— start of DATA RECORDS —

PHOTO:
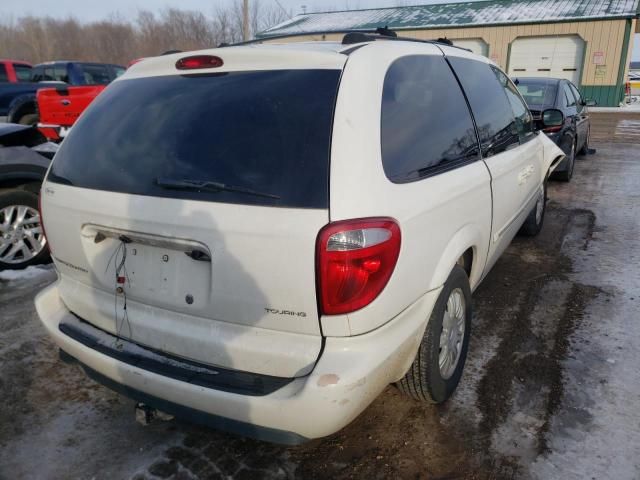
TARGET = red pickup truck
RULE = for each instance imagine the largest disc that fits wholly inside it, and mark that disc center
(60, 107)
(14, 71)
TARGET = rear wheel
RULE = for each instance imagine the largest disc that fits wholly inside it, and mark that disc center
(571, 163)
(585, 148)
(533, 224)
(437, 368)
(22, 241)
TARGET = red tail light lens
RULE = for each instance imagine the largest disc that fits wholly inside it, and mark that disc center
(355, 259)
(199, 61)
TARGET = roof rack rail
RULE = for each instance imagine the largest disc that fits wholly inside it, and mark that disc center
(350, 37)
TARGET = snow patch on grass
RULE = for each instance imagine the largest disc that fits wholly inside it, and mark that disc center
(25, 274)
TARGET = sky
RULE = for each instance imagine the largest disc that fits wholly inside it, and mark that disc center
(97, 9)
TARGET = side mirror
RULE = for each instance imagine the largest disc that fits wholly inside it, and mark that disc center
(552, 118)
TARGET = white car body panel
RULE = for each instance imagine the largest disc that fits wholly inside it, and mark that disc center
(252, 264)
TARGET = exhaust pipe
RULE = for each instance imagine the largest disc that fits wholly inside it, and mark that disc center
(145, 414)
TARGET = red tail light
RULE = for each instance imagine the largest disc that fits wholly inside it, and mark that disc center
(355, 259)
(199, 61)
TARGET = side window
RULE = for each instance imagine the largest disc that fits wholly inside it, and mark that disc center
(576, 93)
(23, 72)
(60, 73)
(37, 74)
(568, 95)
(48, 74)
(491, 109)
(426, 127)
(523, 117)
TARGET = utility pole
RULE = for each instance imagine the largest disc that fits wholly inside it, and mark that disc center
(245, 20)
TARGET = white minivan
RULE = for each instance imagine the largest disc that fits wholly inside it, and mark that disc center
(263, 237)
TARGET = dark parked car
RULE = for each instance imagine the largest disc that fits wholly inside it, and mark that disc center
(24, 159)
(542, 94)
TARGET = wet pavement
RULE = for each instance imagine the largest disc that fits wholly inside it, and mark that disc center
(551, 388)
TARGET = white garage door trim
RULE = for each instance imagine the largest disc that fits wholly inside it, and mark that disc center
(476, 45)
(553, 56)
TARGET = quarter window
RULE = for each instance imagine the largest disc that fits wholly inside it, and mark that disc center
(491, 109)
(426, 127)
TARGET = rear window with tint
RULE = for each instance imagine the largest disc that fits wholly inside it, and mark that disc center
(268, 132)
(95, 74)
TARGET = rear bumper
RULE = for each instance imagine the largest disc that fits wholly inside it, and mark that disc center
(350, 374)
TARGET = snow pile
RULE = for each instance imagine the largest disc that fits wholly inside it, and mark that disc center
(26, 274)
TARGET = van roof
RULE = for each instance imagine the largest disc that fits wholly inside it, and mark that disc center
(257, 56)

— end of DATA RECORDS —

WRITTEN REQUEST
Copy the entire listing above verbatim, line for line, and leave out the pictures.

RESULT FOR THIS TASK
PHOTO:
TARGET = red pickup truck
RULE = for each instance imagine the largest disc that fits wholly inside it, and mark that disc center
(60, 107)
(14, 71)
TARGET = rear wheel
RULE = for each instance imagine the largest disc that fits wholly inside it, and mark that disc center
(571, 163)
(585, 148)
(533, 224)
(437, 368)
(22, 241)
TARGET = red tail light lens
RULE = for each instance imagine the largest disc that fits wholly inside it, and mark that disc center
(355, 259)
(199, 61)
TARGET = roof rack rail
RULE = for each instance imagine the largest disc that fits wholly inside it, and mark that disc center
(350, 37)
TARGET = snow patch on grass
RULE = for each instance imagine the largest disc that fits wholly inside it, and mark that disc center
(25, 274)
TARGET = sky
RULE = for each instance imagine the largest disc that fits wholly inside it, and mark that disc center
(97, 9)
TARGET = side mirror
RULE = for each instance imagine the largest disc that fits wholly inside it, and mark that disc center
(552, 118)
TARGET = white car body panel
RULE = for each instance imagine the largest disc that fits wholly inside it, and mark that disc center
(252, 264)
TARGET = exhaust pipe
RULE = for each instance imagine the largest disc that fits wholly inside it, and mark that disc center
(145, 414)
TARGET = red tail light
RULE = for each instance imagine the largest disc that fits wholly inside it, and mark that disc center
(355, 259)
(199, 61)
TARGET = side window
RULE = for each instance imagine the largest disc that fits wholly inside it, and mark that disc center
(576, 93)
(23, 72)
(60, 73)
(37, 74)
(568, 95)
(48, 74)
(491, 109)
(426, 127)
(523, 117)
TARGET = utility pole
RULE = for each instance imagine the largest disc that fits wholly inside it, and mark that disc center
(245, 20)
TARGET = white minivan
RULE = for each instance imagine the largest disc that fits wholly inside it, and mark that disc center
(263, 237)
TARGET = dark parked car
RULE = for each instance imagine the largest disc that fits wholly inside it, and mark that disc center
(24, 159)
(542, 94)
TARGET = wet pavement
RULE = for each instance imagine the largest disc that fits wholly inside it, and mark that disc center
(551, 388)
TARGET = white garage door trim
RULE = for each instance imagine the largest disc that fits wholly inside it, and mark that disc center
(476, 45)
(553, 56)
TARGET = quarter window
RULE = for each instance imagine the largest disc that fits wholly inside it, and mark that disc center
(491, 109)
(426, 127)
TARGET = rear window with tint
RULE = for each instance imagine the largest disc that fits wholly inside it, and mark that disc center
(268, 132)
(95, 74)
TARGET = rear bumper
RULE = for each instance imagine the largest disc that fits wholly inside it, and mark that disc center
(350, 374)
TARGET = snow pile
RULE = for each instance imagine the largest disc that fits wholly inside it, and mark that disc center
(26, 274)
TARGET = van roof
RULE = for each instance imagine the largest disc that fits wholly inside it, and mark that disc center
(257, 56)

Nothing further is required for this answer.